An exact copy of every entry is needed here; the images stay out.

▸ **The records**:
=== Begin Enclosure ===
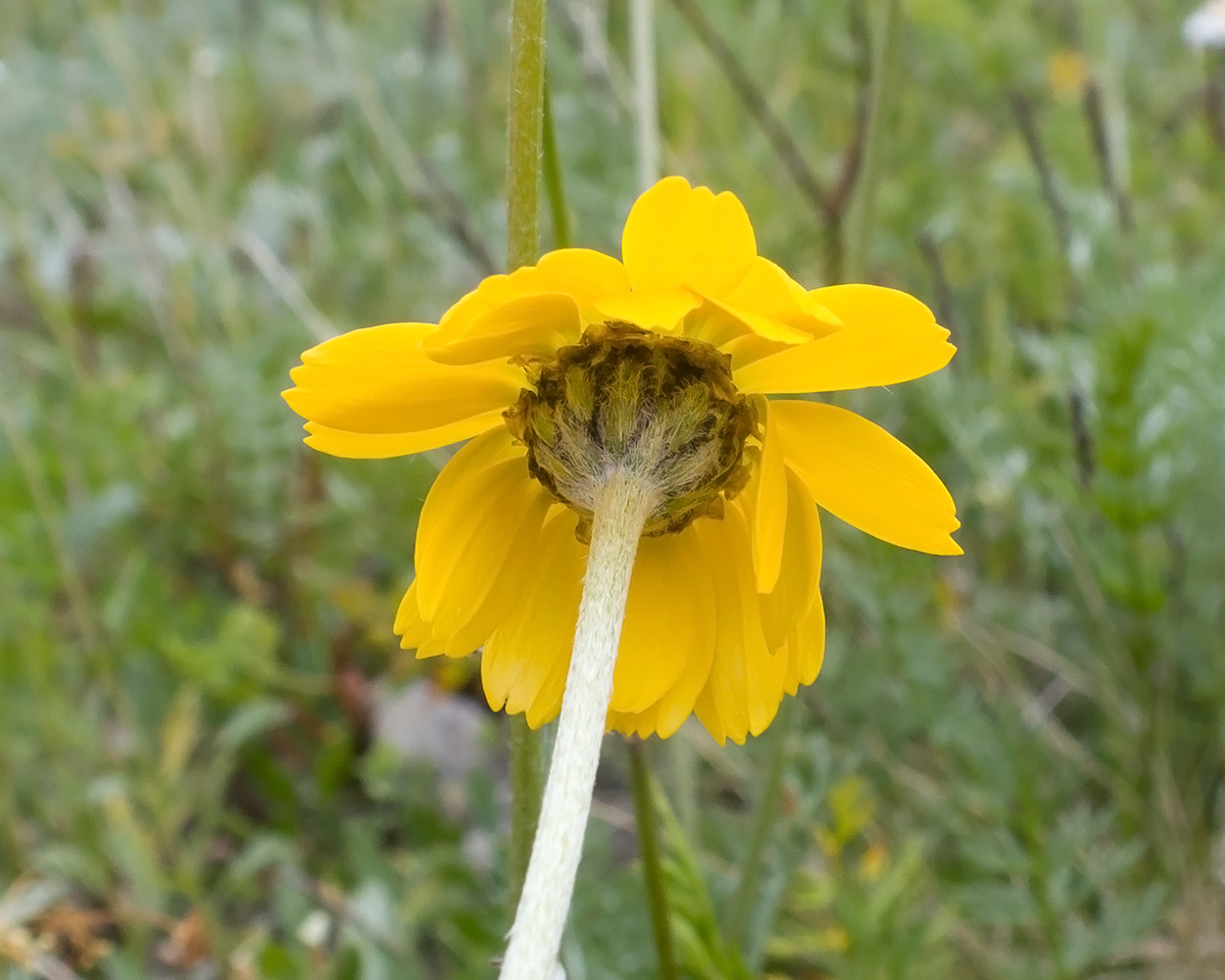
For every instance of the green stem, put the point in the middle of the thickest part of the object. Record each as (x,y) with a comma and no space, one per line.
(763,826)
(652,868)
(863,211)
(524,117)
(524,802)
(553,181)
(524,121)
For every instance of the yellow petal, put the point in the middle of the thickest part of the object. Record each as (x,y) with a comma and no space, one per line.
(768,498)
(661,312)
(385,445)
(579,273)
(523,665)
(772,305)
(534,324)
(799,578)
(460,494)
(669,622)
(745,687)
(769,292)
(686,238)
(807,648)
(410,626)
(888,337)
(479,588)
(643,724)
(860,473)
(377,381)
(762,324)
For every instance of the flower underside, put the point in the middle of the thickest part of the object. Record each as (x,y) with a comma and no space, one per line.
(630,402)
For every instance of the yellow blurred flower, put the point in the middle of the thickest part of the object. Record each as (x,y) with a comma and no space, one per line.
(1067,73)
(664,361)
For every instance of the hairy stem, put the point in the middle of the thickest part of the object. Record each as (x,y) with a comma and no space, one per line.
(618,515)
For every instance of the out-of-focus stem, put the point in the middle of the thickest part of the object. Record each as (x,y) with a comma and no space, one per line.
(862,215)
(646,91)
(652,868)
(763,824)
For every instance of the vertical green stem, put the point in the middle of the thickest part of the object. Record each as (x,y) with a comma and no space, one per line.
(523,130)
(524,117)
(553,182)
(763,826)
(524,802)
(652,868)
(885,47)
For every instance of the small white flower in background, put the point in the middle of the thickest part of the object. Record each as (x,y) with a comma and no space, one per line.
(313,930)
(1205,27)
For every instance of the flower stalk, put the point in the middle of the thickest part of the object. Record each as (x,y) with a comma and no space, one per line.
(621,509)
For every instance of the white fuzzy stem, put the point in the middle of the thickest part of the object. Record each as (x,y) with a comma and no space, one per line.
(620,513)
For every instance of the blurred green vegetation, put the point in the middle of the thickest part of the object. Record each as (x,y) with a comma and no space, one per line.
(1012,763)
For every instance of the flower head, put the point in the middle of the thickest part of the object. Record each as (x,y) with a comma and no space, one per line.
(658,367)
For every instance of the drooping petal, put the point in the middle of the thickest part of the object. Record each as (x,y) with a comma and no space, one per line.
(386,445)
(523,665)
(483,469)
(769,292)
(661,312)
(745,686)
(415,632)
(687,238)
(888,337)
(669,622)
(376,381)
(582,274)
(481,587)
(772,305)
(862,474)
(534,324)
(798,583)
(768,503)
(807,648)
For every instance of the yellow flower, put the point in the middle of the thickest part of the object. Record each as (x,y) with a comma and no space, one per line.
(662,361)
=== End Enclosure ===
▸ **Output for this exercise**:
For every instance of the green stem, put the point in the middle of the thickest part of the object. Record each as (x,y) with a comma and no space, one per line.
(763,826)
(652,868)
(863,211)
(524,117)
(524,802)
(553,181)
(524,121)
For every instance of the yellow petal, put the point in the middle of the thickest part of the object. Record each as (x,y) with a comma and no space, one per line.
(768,498)
(661,312)
(385,445)
(579,273)
(523,665)
(772,305)
(534,324)
(799,578)
(460,494)
(669,622)
(745,687)
(769,292)
(686,238)
(807,648)
(410,626)
(888,337)
(479,588)
(643,724)
(860,473)
(377,381)
(762,324)
For every instance of the flower underside, put the point in the middle of the thickest part of the object. Record each as (x,y) with a comma and no space, one per line.
(630,402)
For every instance of the yellow blurred flower, put the point in the middle of the thickest part of the object. Record each as (x,y) with a comma and no space, one per line.
(1067,73)
(664,361)
For every instance of the hairy stem, put the point in the middle of the thickest part of the object. Record each as (x,y) with a comma and no space, one per line.
(618,515)
For every instance of the out-of-focus stem, put the point in the middle of the thickest part of the object. Record each as (x,y) with a comma and no space, one per line.
(862,215)
(646,91)
(652,868)
(763,824)
For every instance of the vertical green stem, put the point in the middle of the thickest part of the object. Record each as (x,y) with a comma and no space, one per line.
(523,130)
(524,117)
(553,182)
(763,826)
(524,802)
(652,868)
(885,47)
For every instance of the small white flower in background, put the point in the middle of the thickest part of the object. Record each as (x,y) with a comma and no space, one per line.
(313,930)
(1205,27)
For every instance of the flower stalk, put the point in the middle of the thickest part of the object. Record each as (x,y) with a comma and no space, one per line.
(621,509)
For every instance of the white fuzzy stem, put the point in the middle of the thickest part of the object. Record each as (x,y) with a comma and no space, one per line.
(620,513)
For every instance of the blurred green vegetation, put the point in the middle of the thickest part of the object. Record each as (x,y) with a comma and no space, one per line.
(1012,763)
For every instance of the flower head, put the point in the middle of the thickest part of the object. Record each as (x,y) with a comma and no space, one per line.
(658,367)
For every instance of the drooping petal, put the point in the middle of the thickest part of the object. Record each as (x,y) with a comma and no space, one per line.
(386,445)
(523,665)
(483,469)
(769,292)
(661,312)
(745,686)
(415,632)
(687,238)
(888,337)
(669,622)
(376,381)
(582,274)
(481,587)
(772,305)
(862,474)
(534,324)
(798,583)
(768,503)
(807,648)
For every instance of the yellow flower, put the point in the middle of the thickest part of the object. Record each as (x,y) with a comma and no space, one per line.
(662,361)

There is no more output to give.